*AIM OF THE TASK:*
List every kind of information that the text on comparing normalization methods says the images were also evaluated in light of.

The objective was to compare the different normalization methods, that is, to see whether they led to different results and to decide, whenever possible, whether a method should be recommended or discarded. Several complementary tools were used to assess the discordance amplitude and the validity or plausibility of the different normalization results. The different numeric values obtained by the different methods for the normalization parameters α and β were compared: α variations were expressed as relative differences and β variations were expressed as percentages of the maximum value within the brain. Statistics for these variations were expressed as the mean ± SD of the absolute value of these variations among the patient population.

The different normalization lines were overlaid on the correlation scatterplot obtained from the reference image and the registered mobile image, to assess visually the statistical consistency of the results. This was a global and qualitative analysis.

At the end, the reference image and the different registered and normalized images together with the corresponding subtraction images were scrutinized. These images were also evaluated in light of the clinical and electrophysiologic information (videoelectroencephalography and electrocorticography findings when available) and the MRI and SPECT conclusions extracted from Véra et al. (11) and displayed in Table 1. This evaluation allowed us to quantify the impact of normalization differences on the visual aspect of SPECT images, especially in cases of nonnegligible discrepancies between normalization methods.

*Records excerpted from a collection:*

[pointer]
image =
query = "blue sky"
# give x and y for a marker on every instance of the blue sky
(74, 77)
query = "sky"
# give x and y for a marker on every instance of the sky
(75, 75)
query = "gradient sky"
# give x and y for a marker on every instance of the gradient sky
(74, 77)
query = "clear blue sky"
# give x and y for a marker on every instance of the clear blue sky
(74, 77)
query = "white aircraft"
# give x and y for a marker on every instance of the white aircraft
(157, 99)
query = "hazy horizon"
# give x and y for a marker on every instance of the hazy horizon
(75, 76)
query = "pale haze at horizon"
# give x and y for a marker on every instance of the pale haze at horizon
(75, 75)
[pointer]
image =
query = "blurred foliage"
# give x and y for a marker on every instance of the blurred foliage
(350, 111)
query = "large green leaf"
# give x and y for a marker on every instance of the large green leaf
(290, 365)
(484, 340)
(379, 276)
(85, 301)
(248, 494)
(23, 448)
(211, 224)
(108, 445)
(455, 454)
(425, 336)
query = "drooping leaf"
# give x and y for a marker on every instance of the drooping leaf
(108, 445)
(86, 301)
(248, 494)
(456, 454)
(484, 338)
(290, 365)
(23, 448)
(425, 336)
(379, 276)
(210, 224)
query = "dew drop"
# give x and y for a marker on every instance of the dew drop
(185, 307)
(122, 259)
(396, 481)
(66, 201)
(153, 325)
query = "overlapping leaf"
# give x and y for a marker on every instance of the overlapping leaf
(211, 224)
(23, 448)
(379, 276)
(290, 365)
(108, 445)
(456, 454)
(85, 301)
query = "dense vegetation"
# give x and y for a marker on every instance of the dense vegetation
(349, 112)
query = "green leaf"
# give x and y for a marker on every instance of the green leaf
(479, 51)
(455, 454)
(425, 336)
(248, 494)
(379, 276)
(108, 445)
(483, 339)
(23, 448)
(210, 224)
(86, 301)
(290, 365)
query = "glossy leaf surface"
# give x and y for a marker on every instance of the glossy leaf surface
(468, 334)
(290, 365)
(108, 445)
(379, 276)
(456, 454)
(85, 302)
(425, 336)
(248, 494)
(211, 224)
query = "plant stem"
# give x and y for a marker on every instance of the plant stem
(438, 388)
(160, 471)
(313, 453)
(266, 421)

*COMPLETED EXERCISE:*
- Clinical information
- Electrophysiologic information (videoelectroencephalography and electrocorticography findings when available)
- MRI conclusions extracted from Véra et al. (11)
- SPECT conclusions extracted from Véra et al. (11)